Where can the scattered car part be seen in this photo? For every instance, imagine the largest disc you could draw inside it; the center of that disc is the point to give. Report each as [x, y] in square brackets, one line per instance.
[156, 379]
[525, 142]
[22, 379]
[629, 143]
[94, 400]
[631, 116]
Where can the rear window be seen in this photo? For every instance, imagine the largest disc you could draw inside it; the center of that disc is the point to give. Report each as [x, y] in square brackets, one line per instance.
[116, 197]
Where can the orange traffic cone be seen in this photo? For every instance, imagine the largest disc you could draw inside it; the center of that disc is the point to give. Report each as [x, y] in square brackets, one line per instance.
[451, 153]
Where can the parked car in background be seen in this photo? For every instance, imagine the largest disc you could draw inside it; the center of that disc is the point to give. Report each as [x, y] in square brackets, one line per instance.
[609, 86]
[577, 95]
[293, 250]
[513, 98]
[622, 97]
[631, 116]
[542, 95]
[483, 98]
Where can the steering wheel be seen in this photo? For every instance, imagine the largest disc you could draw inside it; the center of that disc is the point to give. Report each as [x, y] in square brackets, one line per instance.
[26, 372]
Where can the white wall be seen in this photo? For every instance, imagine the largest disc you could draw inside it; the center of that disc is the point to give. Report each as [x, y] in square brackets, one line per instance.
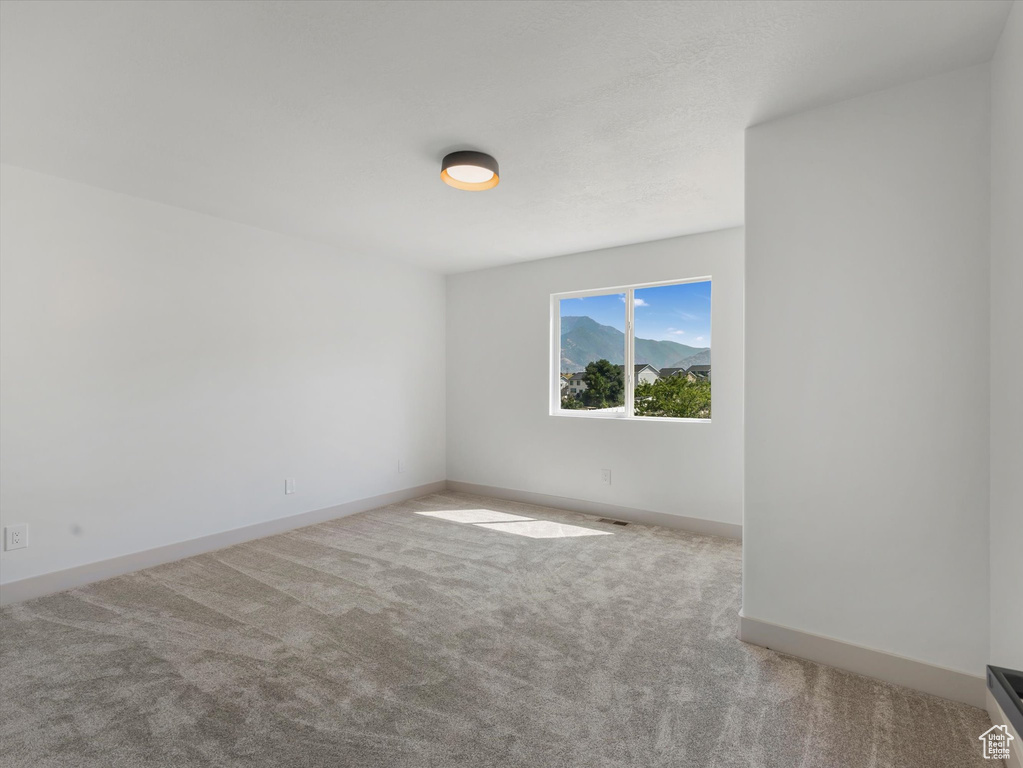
[499, 430]
[866, 462]
[164, 371]
[1007, 346]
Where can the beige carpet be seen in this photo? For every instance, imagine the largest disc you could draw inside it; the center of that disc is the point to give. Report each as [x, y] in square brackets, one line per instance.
[423, 636]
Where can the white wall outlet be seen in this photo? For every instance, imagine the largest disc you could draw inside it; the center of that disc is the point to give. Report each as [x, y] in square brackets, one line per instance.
[15, 537]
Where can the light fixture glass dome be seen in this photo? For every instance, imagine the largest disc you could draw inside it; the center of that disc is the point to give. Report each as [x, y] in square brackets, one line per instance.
[471, 171]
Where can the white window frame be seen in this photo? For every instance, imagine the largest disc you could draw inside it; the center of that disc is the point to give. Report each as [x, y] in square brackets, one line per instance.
[553, 375]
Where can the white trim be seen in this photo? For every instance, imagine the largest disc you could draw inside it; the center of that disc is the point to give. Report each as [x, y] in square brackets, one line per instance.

====

**TASK DETAILS**
Your task is an exact transcription of all the data, minus the pictures.

**EXERCISE OUTPUT**
Where can the scattered car part be seen in this photo? For every instance, imagine the largest disc you could draw inside it; the center of that disc is the point to give. Report each as [x, y] in square brackets, one line per instance.
[156, 379]
[525, 142]
[22, 379]
[629, 143]
[94, 400]
[631, 116]
Where can the rear window be seen in this photo? For every instance, imagine the largest disc you could draw inside it; the center of that disc is the point to give. Report each as [x, y] in square brackets, one line per instance.
[116, 197]
Where can the orange traffic cone be seen in this photo? For every instance, imagine the largest disc you could draw inside it; the center of that disc is the point to give. Report each as [x, y] in square brackets, one line per instance.
[451, 153]
Where can the parked car in background be seen in this photo? For every instance, imagine the largest disc you could draw inside it; the center of that disc is the point to give. Report each as [x, y] in square brackets, one line per instance.
[609, 86]
[577, 95]
[293, 250]
[513, 98]
[622, 97]
[631, 116]
[542, 95]
[483, 98]
Where can the steering wheel be seen in this photo? For every instance, imagine the largest disc you could draw inside it; the center of that disc is the point to give. Report each as [x, y] in square brackets, one line per instance.
[26, 372]
Where can the white wall be seen in this photo? For every instance, imagine the largest disc you could draw inside it; the center of that disc is the point to give. Report each as [x, y] in square brackets, one line per instance.
[499, 430]
[866, 462]
[164, 371]
[1007, 346]
Where can the beige carpet be seen in this photo? For every instance, imagine the largest disc you could draw inside it; the center of that disc is the point to give. Report each as [x, y] in square brackets, one line per instance.
[423, 636]
Where can the white wall outlet be seen in this photo? For every instance, imagine the largest disc you could draw inside it; the center of that disc is the point to give. Report each as [x, y] in square brackets, one line per instance.
[15, 537]
Where can the light fixture glass dome be seen in this photo? For every instance, imagine the largest disc you could draw inside it; the center of that disc is the point to give. Report each as [x, y] in square brackets, one line per instance.
[471, 171]
Where can the white window frame be seen in this photo? For every instance, imagine the largest disc you could draw inside it; the center of that disc is the point to give. Report each as [x, y] in square brackets, one line per instance.
[553, 375]
Where can the white trim be seen in this photo? For every instance, imagine the largest disc you could draw inside it; the center of that disc is the point to give. Report each as [x, y] in square brackets, one line per instance.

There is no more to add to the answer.